Tariff change simulation

A PerturbedOracleEngine can be injected at one or more configurable weeks within a single simulation run — for example, a young-driver surcharge of +20% at week 3 followed by area repricing at week 7. Multiple shocks are chained in a single continuous timeline; holdout labels switch at each event so the RMSE curve always measures recovery of the currently active tariff.

Simulations and perturbation types are fully defined in YAML configuration files. The perturbation library (tariff_changes.yaml) holds named definitions — young-driver surcharge, high-value surcharge, uniform reprice, area repricing, and composed stacked shocks — which are referenced by name from each simulation's schedule in simulation.yaml. A schedule entry can list multiple perturbation names to apply them simultaneously at the same week (e.g. high-value surcharge and young-driver surcharge both at week 4), or spread across different weeks for sequential multi-wave shocks. Adding a new scenario requires no code changes.

This lets practitioners answer a critical operational question: is the weekly continuous scraping rate sufficient to track a tariff change, or does the model need a full restart with a fresh bulk scrape?

Oracle — validation results

Metric Value Interpretation
In-sample RMSE 64.10 Mean absolute error ~€64 on premiums averaging ~€316
In-sample R² 0.793 ~10% of variance is irreducible within-policy noise
Theoretical R² ceiling ~0.90 Same policy repriced across years with unobservable factors

SHAP validation — key findings

driver_age. Strong U-shaped effect: SHAP values are highest (+50 to +180) for drivers aged 18–25, decay sharply to negative territory by age 35–40, and recover slightly for older drivers. The elderly uptick is muted — the dataset has few policies above age 70. Actuarially sensible.
driver_age × Power interaction. Young drivers (18–25) with high-powered vehicles show amplified SHAP values — the classic high-risk combination. The interaction dissolves by age 35. The oracle has learned this structure from the data without any explicit modelling.
Known limitation. Claim history (N_claims_history, R_Claims_history) is excluded from the oracle. In practice, scraping is performed with claim history set to 0 on aggregators, so this matches real-world scraping behaviour — but it means bonus-malus effects are not captured.

Active learning results

Simulation run: 10 weeks · 5 000 profiles/week · 11 strategies (5 CP variants, 5 Gaussian variants, random market). Each week, 570 candidate anchors are scored, the top 10% (57) are profiled, and profiles are sampled to the weekly budget of 5 000.

Global convergence

Random market outperforms all CP-based strategies. Labeling real portfolio rows alongside market-augmenting ceteris-paribus profiles produces training data with natural feature correlations across all variables simultaneously. LightGBM learns interaction effects far more efficiently from these genuine multivariate profiles than from CP sweeps, which vary one feature at a time while holding all others fixed. This challenges the assumption that systematic ceteris-paribus profiling is the optimal data collection strategy for competitor model building.
Why: CP profiles are structurally limited. A CP profile sweeping driver age from 18 to 80 holds Power, vehicle age, and every other feature at a single anchor value. The resulting training data covers marginal tariff curves well but systematically under-represents the multivariate interactions that drive pricing variation. Real observed quotes have no such constraint — they carry the full joint distribution of risk factors.

* **DIRECTIVES**:
a - Reproduce the passage of the tariff simulation write-up that lies between "SHAP validation —" and "any explicit modelling.", inclusive.
b - Extend the tariff simulation write-up with the next portion, beginning after its final sentence.

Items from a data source
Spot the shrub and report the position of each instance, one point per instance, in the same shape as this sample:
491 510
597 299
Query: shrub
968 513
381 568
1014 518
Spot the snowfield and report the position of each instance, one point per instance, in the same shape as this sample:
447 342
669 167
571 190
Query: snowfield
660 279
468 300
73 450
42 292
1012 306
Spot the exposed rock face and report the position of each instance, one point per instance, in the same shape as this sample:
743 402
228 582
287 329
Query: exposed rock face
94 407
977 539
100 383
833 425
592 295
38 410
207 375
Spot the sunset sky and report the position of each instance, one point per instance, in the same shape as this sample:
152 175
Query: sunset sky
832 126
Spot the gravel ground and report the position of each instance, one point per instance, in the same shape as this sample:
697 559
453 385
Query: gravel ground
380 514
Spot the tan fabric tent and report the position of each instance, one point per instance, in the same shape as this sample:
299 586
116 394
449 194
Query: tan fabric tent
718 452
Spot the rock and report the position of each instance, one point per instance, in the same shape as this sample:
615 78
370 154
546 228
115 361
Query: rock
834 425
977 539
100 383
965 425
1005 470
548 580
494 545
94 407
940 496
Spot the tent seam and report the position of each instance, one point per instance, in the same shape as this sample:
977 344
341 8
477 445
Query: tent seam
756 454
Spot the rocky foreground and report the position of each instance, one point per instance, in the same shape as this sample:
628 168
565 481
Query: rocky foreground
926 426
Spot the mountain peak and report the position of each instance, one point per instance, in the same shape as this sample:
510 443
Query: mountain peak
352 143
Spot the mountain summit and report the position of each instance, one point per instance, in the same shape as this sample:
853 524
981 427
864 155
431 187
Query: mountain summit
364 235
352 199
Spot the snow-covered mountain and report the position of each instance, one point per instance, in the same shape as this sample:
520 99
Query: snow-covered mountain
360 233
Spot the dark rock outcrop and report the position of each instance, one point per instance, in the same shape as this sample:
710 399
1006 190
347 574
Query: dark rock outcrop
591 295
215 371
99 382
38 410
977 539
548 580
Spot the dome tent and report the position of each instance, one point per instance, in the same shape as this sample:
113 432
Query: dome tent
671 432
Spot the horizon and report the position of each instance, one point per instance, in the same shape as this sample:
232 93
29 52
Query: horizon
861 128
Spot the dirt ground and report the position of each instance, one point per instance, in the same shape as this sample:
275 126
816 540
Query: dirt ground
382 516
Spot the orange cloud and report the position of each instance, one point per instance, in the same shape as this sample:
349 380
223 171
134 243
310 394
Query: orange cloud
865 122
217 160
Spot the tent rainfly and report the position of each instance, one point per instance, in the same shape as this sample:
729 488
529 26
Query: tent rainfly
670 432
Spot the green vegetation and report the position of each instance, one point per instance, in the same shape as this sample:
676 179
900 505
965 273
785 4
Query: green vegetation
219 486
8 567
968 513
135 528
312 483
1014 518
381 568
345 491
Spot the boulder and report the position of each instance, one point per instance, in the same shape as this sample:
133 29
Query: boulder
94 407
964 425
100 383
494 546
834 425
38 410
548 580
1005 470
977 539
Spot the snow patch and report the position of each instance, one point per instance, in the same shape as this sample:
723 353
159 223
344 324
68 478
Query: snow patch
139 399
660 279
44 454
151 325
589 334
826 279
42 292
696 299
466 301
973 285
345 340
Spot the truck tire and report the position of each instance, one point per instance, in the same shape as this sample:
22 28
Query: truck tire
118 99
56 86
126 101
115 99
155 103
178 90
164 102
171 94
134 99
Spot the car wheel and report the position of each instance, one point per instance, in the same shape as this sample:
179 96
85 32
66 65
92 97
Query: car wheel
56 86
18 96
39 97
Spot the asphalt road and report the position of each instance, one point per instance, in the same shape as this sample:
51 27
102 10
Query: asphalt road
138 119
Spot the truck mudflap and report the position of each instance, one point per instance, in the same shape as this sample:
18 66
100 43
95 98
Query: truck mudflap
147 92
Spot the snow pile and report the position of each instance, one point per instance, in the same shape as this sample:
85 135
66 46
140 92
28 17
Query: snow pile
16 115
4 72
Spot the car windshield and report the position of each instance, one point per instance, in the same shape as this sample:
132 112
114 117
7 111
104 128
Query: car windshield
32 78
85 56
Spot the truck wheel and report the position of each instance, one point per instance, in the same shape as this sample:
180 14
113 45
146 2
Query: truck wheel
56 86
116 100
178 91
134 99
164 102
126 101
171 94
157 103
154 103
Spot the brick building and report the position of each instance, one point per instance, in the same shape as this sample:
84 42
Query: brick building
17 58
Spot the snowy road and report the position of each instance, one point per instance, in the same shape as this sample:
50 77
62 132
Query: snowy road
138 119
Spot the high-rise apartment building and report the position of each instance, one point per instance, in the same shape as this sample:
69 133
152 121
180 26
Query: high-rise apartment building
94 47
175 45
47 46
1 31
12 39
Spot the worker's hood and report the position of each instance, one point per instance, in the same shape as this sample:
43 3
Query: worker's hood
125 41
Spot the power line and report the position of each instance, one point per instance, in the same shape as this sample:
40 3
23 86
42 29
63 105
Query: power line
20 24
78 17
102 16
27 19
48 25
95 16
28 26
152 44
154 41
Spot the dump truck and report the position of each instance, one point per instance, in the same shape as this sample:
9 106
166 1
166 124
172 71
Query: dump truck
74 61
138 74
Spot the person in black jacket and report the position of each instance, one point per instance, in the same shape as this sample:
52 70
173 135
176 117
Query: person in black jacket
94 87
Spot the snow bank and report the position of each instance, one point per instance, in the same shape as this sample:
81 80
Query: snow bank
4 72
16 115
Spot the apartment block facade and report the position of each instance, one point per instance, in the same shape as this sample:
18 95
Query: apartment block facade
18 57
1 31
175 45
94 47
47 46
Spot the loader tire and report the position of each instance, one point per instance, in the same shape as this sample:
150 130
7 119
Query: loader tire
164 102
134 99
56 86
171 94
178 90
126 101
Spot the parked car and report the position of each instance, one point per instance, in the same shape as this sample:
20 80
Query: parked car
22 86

* **THE ANSWERS**:
a -
SHAP validation — key findings

driver_age. Strong U-shaped effect: SHAP values are highest (+50 to +180) for drivers aged 18–25, decay sharply to negative territory by age 35–40, and recover slightly for older drivers. The elderly uptick is muted — the dataset has few policies above age 70. Actuarially sensible.
driver_age × Power interaction. Young drivers (18–25) with high-powered vehicles show amplified SHAP values — the classic high-risk combination. The interaction dissolves by age 35. The oracle has learned this structure from the data without any explicit modelling.

b -
Among CP strategies, random anchor sampling is competitive. On a population-representative holdout, uniform random anchor selection matches or outperforms all informativeness-based CP strategies across 10 weeks on both RMSE and SHAP cosine similarity.
Error-based wins on young drivers. This is the one segment where residuals are systematically large early in the run, giving error_based a clear signal to concentrate budget. The effect is commercially relevant — young-driver pricing is one of the most sensitive and frequently debated segments in motor insurance.

Why sophisticated CP strategies underperform globally

Greedy informativeness strategies concentrate scraping budget on high-signal edge cases — young drivers, high-powered vehicles, extreme vehicle values — at the expense of mainstream segments. Random sampling, by contrast, draws anchors proportional to the real data distribution, which naturally matches a population-representative holdout.

Tariff change: restart is not always optimal

After a targeted tariff change (e.g. young-driver surcharge +20%), a full restart discards all accumulated labels — including valid ones from unchanged segments. The continuous scraping strategy retains those labels and can achieve lower global RMSE at week 10 than a restart strategy, even though its labels are partially stale.

Disruption-adaptive: the principled alternative. Rather than discarding labels, the disruption strategy detects which segments spiked in RMSE week-on-week and concentrates that week's budget there. It fires exactly when needed, reverts to global random once the gap closes, and never discards valid labeled data from unchanged segments.

Gaussian perturbations vs. ceteris-paribus profiles

A second research axis tests whether varying all features simultaneously — rather than one at a time — produces training data that LightGBM can learn from more efficiently. Gaussian profiles keep each anchor's batch near its natural feature context (via anchor-centred noise) while exposing the model to genuine joint-feature variation, which CP sweeps systematically suppress. Results for this comparison are pending a full re-run with the corrected anchor pool sizing.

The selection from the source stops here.